### Object pointing dataset rows

_ _ _

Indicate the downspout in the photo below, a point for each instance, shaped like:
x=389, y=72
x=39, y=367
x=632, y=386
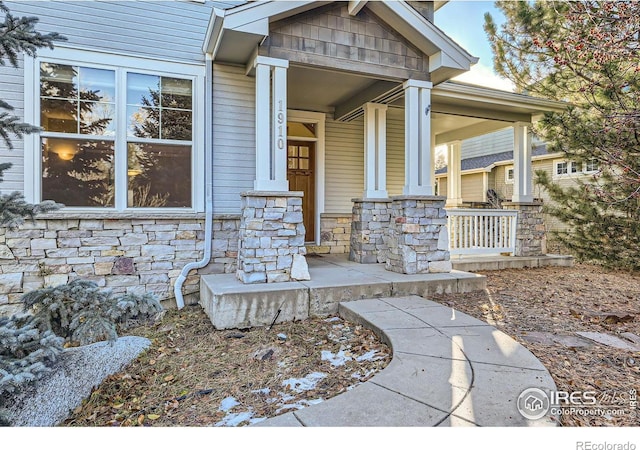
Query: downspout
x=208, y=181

_ _ _

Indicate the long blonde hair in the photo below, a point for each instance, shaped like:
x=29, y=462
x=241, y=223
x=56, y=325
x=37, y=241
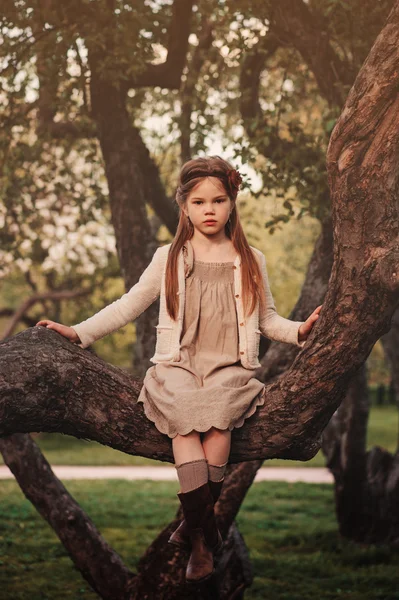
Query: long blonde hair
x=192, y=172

_ _ _

### Task to complete
Retype the listing from the line containing "Indicate the long" up to and including the line containing "x=192, y=172", leaving the pictures out.

### The answer
Indicate the long blonde hair in the photo below, a point for each instance, shaped like:
x=29, y=462
x=241, y=223
x=56, y=325
x=37, y=241
Query: long blonde hair
x=192, y=172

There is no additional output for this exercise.